(WHAT THE EXERCISE ASKS): Rewrite the data below with every "pixel location" changed to "pixel coordinates" and nothing else altered. Leave the pictures out of your answer.

(GIVEN INFORMATION):
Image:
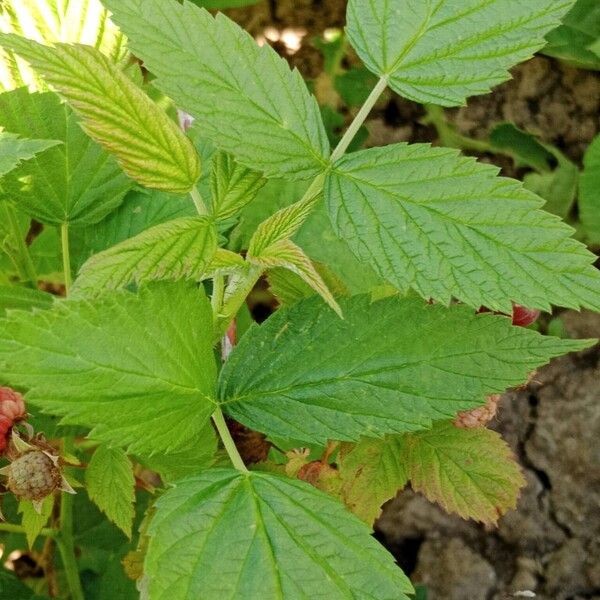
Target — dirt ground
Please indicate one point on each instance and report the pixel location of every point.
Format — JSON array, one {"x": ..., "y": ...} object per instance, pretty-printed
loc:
[{"x": 549, "y": 546}]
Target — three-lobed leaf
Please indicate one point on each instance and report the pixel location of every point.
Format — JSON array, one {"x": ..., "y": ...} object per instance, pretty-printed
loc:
[
  {"x": 391, "y": 366},
  {"x": 136, "y": 371},
  {"x": 179, "y": 249},
  {"x": 274, "y": 538},
  {"x": 110, "y": 484},
  {"x": 447, "y": 226},
  {"x": 443, "y": 51},
  {"x": 77, "y": 181},
  {"x": 116, "y": 113},
  {"x": 250, "y": 103}
]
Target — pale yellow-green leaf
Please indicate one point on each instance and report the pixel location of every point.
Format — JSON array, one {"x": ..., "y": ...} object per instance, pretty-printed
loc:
[
  {"x": 179, "y": 249},
  {"x": 116, "y": 113}
]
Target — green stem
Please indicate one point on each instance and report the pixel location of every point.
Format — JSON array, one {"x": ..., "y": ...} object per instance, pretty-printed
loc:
[
  {"x": 360, "y": 119},
  {"x": 228, "y": 443},
  {"x": 64, "y": 238},
  {"x": 10, "y": 528},
  {"x": 64, "y": 540},
  {"x": 24, "y": 264},
  {"x": 198, "y": 202}
]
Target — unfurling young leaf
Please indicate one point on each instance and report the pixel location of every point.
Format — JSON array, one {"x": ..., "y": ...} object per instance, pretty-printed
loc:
[
  {"x": 110, "y": 484},
  {"x": 391, "y": 366},
  {"x": 75, "y": 182},
  {"x": 443, "y": 51},
  {"x": 49, "y": 21},
  {"x": 274, "y": 537},
  {"x": 471, "y": 472},
  {"x": 149, "y": 146},
  {"x": 251, "y": 104},
  {"x": 178, "y": 249},
  {"x": 447, "y": 226},
  {"x": 123, "y": 354}
]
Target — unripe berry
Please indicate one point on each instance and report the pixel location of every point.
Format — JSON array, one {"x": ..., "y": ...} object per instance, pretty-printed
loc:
[{"x": 33, "y": 476}]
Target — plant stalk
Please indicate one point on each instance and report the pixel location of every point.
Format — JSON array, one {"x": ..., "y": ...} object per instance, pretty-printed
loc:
[
  {"x": 64, "y": 238},
  {"x": 64, "y": 539},
  {"x": 24, "y": 264},
  {"x": 228, "y": 443}
]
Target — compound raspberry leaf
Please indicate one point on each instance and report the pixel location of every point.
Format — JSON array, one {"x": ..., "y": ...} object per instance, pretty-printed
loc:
[
  {"x": 13, "y": 150},
  {"x": 48, "y": 21},
  {"x": 250, "y": 103},
  {"x": 75, "y": 182},
  {"x": 392, "y": 366},
  {"x": 110, "y": 484},
  {"x": 447, "y": 226},
  {"x": 471, "y": 472},
  {"x": 128, "y": 366},
  {"x": 274, "y": 537},
  {"x": 116, "y": 113},
  {"x": 372, "y": 472},
  {"x": 178, "y": 249},
  {"x": 443, "y": 51}
]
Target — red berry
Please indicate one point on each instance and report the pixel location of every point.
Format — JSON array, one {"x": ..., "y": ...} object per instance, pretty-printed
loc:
[{"x": 522, "y": 317}]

(RESULT OF THE TASK):
Image:
Target — dirt ground
Please indicate one point on each instance and report the pixel coordinates of every point.
Format — JSON array, one {"x": ..., "y": ...} object per instance, pretty-printed
loc:
[{"x": 549, "y": 546}]
Target — three-lobed leaf
Please indicate one point on each instance and report the pixel coordinates of every point.
Format — JSON array, one {"x": ..., "y": ...} object per instance, pretty-printed
loc:
[
  {"x": 391, "y": 366},
  {"x": 136, "y": 371},
  {"x": 179, "y": 249},
  {"x": 274, "y": 538},
  {"x": 110, "y": 484},
  {"x": 447, "y": 226},
  {"x": 443, "y": 51},
  {"x": 77, "y": 181},
  {"x": 116, "y": 113},
  {"x": 250, "y": 103}
]
Target — pale yellow-green leaf
Please indicate one point on each instance and report the pixel coordinates of every point.
Format — JSON array, one {"x": ..., "y": ...} object per instance, pretty-printed
loc:
[
  {"x": 179, "y": 249},
  {"x": 116, "y": 113}
]
Target — green stem
Please indicate one point on each instance and report the pixel coordinates of every point.
Format — JSON array, one {"x": ..., "y": ...} object per instance, pretty-printed
loc:
[
  {"x": 360, "y": 119},
  {"x": 228, "y": 443},
  {"x": 64, "y": 238},
  {"x": 10, "y": 528},
  {"x": 64, "y": 540},
  {"x": 24, "y": 264},
  {"x": 198, "y": 202}
]
Target — unfurling young leaf
Please indicate one point on each instance and report the pixel coordinates of every point.
Format — JSON array, one {"x": ..., "y": ...} object per instance, pretty-printed
loc:
[
  {"x": 110, "y": 484},
  {"x": 391, "y": 366},
  {"x": 75, "y": 182},
  {"x": 443, "y": 51},
  {"x": 49, "y": 21},
  {"x": 274, "y": 537},
  {"x": 471, "y": 472},
  {"x": 149, "y": 146},
  {"x": 251, "y": 104},
  {"x": 178, "y": 249},
  {"x": 447, "y": 226},
  {"x": 123, "y": 354}
]
Target — unripe berry
Please indicate one point on each instance and report the pixel coordinates of every point.
Format — JSON array, one {"x": ..., "y": ...} object per instance, pretty-printed
loc:
[{"x": 33, "y": 476}]
Target — plant stalk
Please indicate one point on each instance and report the pixel coordinates of every point.
Format — JSON array, one {"x": ..., "y": ...} object per instance, pretty-printed
loc:
[
  {"x": 64, "y": 238},
  {"x": 64, "y": 539},
  {"x": 24, "y": 264},
  {"x": 228, "y": 443}
]
Target — compound raspberry leaf
Please indicate one point on each instance and report the pixel coordinates of every point.
Format — JSON array, one {"x": ..., "y": ...} object per instance, pretty-printed
loc:
[
  {"x": 13, "y": 150},
  {"x": 48, "y": 21},
  {"x": 250, "y": 103},
  {"x": 75, "y": 182},
  {"x": 392, "y": 366},
  {"x": 110, "y": 484},
  {"x": 447, "y": 226},
  {"x": 471, "y": 472},
  {"x": 128, "y": 366},
  {"x": 274, "y": 537},
  {"x": 116, "y": 113},
  {"x": 372, "y": 472},
  {"x": 178, "y": 249},
  {"x": 443, "y": 51}
]
Target — red berry
Please indicate one point on each instance and report the pixel coordinates of every point.
Format — JSON array, one {"x": ..., "y": ...} object per instance, pretty-printed
loc:
[{"x": 522, "y": 317}]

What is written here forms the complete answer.